— Document excerpt —
* start *
The fifth season of the ABC American television drama series How to Get Away with Murder was ordered on May 11, 2018, by ABC. It began airing on September 27, 2018, with 15 episodes like the previous seasons and concluded on February 28, 2019. This was made in a deal with Viola Davis that the series would be a limited series with only 15 or 16 episodes per season.

Plot
Season 5 picks up after Annalise's (Viola Davis) class action victory in the Supreme Court, with Michaela (Aja Naomi King), Connor (Jack Falahee), Asher (Matt McGorry) and Laurel (Karla Souza) moving on with the next chapter of their lives.
* end *
— Given request 1 —
Please reproduce the lines of the records from the line with "Confirm that each instance of the vertical" up to and including the line with "pixel 612 372".
The text and the records were drawn from unrelated sources.

Entries from a dataset
* start *
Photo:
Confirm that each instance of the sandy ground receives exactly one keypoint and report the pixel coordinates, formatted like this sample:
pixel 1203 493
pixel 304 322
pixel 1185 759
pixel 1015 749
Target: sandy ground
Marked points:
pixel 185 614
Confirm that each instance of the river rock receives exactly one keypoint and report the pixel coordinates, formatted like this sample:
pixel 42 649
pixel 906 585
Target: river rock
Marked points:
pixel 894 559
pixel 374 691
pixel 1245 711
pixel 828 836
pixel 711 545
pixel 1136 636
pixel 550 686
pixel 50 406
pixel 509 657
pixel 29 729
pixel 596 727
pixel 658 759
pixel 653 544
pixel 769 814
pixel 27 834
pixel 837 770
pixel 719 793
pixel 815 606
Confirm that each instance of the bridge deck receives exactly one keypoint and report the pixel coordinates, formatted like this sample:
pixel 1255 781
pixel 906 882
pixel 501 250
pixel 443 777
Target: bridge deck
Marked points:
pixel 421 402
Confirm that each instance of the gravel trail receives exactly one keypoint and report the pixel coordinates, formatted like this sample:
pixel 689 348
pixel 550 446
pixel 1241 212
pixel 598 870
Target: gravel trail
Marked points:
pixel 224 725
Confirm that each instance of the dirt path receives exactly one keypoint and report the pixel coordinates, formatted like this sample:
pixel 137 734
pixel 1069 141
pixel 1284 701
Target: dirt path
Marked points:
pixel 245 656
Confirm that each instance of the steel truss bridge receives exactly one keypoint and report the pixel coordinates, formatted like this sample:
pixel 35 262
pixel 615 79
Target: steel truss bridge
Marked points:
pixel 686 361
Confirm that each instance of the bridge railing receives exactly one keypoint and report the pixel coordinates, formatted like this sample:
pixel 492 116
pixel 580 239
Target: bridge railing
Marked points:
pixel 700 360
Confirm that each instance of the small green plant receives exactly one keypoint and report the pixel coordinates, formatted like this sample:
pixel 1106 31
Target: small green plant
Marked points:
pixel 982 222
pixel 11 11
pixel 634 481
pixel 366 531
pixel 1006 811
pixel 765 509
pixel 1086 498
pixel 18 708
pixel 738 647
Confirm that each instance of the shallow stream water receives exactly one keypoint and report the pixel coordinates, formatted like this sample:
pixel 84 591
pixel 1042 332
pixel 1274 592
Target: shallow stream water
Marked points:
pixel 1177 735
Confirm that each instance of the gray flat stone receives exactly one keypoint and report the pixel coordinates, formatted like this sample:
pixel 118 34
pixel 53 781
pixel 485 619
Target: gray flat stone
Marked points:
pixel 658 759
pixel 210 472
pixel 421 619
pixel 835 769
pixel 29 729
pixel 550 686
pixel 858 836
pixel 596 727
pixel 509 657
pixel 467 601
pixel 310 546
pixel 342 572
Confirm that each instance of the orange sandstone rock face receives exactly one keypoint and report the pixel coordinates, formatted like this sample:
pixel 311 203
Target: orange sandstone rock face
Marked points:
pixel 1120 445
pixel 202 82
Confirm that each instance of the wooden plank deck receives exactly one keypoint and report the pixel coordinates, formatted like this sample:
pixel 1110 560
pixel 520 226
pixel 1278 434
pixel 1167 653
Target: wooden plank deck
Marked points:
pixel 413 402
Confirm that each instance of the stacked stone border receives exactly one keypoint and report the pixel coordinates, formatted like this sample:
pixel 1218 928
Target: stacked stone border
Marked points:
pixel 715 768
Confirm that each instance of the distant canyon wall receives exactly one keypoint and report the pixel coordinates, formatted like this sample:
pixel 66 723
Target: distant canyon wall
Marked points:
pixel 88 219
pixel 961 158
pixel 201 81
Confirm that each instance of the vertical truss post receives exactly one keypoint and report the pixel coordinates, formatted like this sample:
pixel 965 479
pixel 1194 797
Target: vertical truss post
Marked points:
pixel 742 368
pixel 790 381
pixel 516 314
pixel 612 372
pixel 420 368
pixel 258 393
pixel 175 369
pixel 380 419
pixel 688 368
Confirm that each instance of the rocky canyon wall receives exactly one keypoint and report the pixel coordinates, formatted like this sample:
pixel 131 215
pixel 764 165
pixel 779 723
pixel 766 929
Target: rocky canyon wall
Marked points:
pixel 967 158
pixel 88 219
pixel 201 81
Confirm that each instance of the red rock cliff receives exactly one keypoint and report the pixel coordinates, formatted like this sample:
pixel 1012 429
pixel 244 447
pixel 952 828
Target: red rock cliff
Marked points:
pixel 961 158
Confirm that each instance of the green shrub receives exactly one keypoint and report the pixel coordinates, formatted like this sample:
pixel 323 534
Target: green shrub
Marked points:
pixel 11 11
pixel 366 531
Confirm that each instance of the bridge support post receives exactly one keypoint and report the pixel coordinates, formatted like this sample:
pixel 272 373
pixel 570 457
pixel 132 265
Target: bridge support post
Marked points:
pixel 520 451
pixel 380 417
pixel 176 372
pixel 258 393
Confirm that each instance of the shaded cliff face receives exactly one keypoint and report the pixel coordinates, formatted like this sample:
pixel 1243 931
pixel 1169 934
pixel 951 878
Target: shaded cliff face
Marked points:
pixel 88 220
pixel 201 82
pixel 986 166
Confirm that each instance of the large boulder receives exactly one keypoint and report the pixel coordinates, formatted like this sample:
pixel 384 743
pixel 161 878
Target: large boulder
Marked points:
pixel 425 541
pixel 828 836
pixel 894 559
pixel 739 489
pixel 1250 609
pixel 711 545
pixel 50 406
* end *
— Given request 2 —
According to the text on the fifth season of How to Get Away with Murder, why did the season run for 15 episodes?

— Full response 1 —
Confirm that each instance of the vertical truss post receives exactly one keypoint and report the pixel coordinates, formatted like this sample:
pixel 965 479
pixel 1194 797
Target: vertical truss post
Marked points:
pixel 742 368
pixel 790 381
pixel 516 314
pixel 612 372

— Full response 2 —
A deal with Viola Davis made the series a limited series with only 15 or 16 episodes per season.